Solicitud escrita a.
Reproduce el pasaje del texto sobre Victoriano Huerta que abre con las palabras "Diario de Yucatán, México, domingo" y cierra con "sirvió para ascender.".

Texto proporcionado.
======

Sobre las acciones militares de Victoriano Huerta en las selvas del oriente de la Península, su biógrafo, Michael C. Meyer ha escrito las pocas páginas que podemos rescatar de su terrible estancia. Meyer indica que, en sus campañas militares contra los mayas rebeldes, Huerta utilizaría estrategias similares a las que utilizó contra los zapatistas de Morelos. Estas acciones militares estribaban en “registrar, ocupar y defender”. En octubre de 1902, el plan de Huerta había surtido efecto, pues había logrado replegar a los últimos combatientes rebeldes. De aquel más de un año de estar en campaña militar en el tórrido trópico peninsular, databa los problemas de cataratas de Huerta, que lo forzaron, durante el resto de sus días, a ponerse las clásicas gafas con el que sale retratado en casi todas sus fotos de campaña militar.[11]
En mis trabajos de archivo en busca del pasado de Yucatán y Quintana Roo, de vez en vez me topo con textos curiosos, algunos estrambóticos, otros memorables, algunos más, dignos de rescatar y dar a conocer para dilucidar el presente, apelando al pasado. La siguiente transcripción, tiene que ver con la estancia del coronel Victoriano Huerta en Quintana Roo, donde, según el autor, su “generalato” lo obtuvo gracias a las mentiras y a la “usurpación” de funciones. Tengo que escribir, aquí, que el que glosa el texto del testigo presencial, fue Juan Sánchez Azcona y Díaz Covarrubia (1876-1938), un periodista opositor al régimen porfiriano y que fuera amigo y secretario personal del presidente Madero. Desde luego, Huerta no fue santo de la devoción de Sánchez Azcona, y este documento tendremos que leerlo teniendo presente esta información. Por lo demás, los datos que presentan son interesantes para entender los últimos momentos de la resistencia indígena cruzoob. Transcribo el documento para los lectores de Noticaribe.
Diario de Yucatán, México, domingo 13 de julio de 1930. Los últimos veinte años. Cómo obtuvo el generalato Victoriano Huerta
Relato de un testigo presencial. Desde muy atrás Huerta había exhibido su desbordada ambición personal y su absoluta falta de escrúpulos. Se apoderó del mérito de otros. Siendo coronel dio parte de una acción guerrera en que no tomó parte, pero que le sirvió para ascender.
Relato de don José R. Portillo, glosado por Juan Sánchez Azcona
En mi sentir, la causa verdadera de los constantes sacudimientos que ha sufrido el país en los últimos diez años, después de que el movimiento maderista había abierto con su triunfo una nueva era de evolución, de justicia, de renovación y de esperanza, fueron la acción y la actitud condenadas ya en definitiva por la historia, de un hombre: Victoriano Huerta.

======

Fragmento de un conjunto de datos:

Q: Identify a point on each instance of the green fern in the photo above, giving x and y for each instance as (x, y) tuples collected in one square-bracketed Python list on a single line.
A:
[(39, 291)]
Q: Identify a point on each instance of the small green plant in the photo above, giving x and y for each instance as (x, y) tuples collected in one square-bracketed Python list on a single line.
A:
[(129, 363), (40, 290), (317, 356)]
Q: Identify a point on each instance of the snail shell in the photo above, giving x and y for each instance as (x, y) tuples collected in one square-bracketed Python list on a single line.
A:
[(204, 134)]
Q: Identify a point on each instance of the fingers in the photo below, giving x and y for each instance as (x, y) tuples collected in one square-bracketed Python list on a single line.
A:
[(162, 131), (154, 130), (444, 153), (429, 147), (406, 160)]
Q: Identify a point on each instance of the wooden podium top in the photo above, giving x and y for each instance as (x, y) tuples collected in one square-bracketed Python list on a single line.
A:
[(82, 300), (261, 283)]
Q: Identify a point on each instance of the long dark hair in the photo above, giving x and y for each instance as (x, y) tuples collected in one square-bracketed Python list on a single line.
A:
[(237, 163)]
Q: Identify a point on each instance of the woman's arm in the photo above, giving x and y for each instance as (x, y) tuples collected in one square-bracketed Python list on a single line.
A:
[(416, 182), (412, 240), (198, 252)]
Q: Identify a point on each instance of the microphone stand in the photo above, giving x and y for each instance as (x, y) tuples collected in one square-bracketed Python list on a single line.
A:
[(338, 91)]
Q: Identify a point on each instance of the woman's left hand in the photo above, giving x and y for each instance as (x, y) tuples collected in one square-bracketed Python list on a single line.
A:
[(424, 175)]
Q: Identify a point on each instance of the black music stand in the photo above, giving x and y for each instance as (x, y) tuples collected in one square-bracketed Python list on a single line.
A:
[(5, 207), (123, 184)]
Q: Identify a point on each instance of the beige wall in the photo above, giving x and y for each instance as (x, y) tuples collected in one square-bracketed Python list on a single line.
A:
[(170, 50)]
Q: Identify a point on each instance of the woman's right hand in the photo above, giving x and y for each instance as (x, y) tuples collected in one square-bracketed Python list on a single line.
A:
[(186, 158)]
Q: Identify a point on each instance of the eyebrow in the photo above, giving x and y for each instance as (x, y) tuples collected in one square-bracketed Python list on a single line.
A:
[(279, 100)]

======

Solicitud escrita b.
Presenta como tabla Markdown, con las columnas Número y Línea de entrada, solo las líneas de las entradas que van desde la que contiene "Q: Identify a point on each instance of the microphone" hasta la que contiene "[(338, 91)]", ambas incluidas. Omite las líneas en blanco.

Resultado completo a.
Diario de Yucatán, México, domingo 13 de julio de 1930. Los últimos veinte años. Cómo obtuvo el generalato Victoriano Huerta
Relato de un testigo presencial. Desde muy atrás Huerta había exhibido su desbordada ambición personal y su absoluta falta de escrúpulos. Se apoderó del mérito de otros. Siendo coronel dio parte de una acción guerrera en que no tomó parte, pero que le sirvió para ascender.

Resultado completo b.
| Número | Línea de entrada |
|---|---|
| 1 | Q: Identify a point on each instance of the microphone stand in the photo above, giving x and y for each instance as (x, y) tuples collected in one square-bracketed Python list on a single line. |
| 2 | A: |
| 3 | [(338, 91)] |